_WHAT THIS TASK INVOLVES_.
An exact, complete copy of the lines below is the expected answer.

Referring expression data

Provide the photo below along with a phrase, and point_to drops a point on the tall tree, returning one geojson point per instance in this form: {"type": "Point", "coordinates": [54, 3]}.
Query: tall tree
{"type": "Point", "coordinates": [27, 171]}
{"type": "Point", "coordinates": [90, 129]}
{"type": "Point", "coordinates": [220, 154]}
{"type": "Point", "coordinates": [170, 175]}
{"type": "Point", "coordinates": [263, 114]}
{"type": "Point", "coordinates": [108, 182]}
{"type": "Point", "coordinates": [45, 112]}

_TASK RESPONSE_.
Provide the photo below along with a phrase, and point_to drops a point on the tall tree, returning one geojson point per instance in this form: {"type": "Point", "coordinates": [54, 3]}.
Query: tall tree
{"type": "Point", "coordinates": [27, 171]}
{"type": "Point", "coordinates": [90, 129]}
{"type": "Point", "coordinates": [220, 154]}
{"type": "Point", "coordinates": [170, 175]}
{"type": "Point", "coordinates": [263, 114]}
{"type": "Point", "coordinates": [108, 182]}
{"type": "Point", "coordinates": [45, 112]}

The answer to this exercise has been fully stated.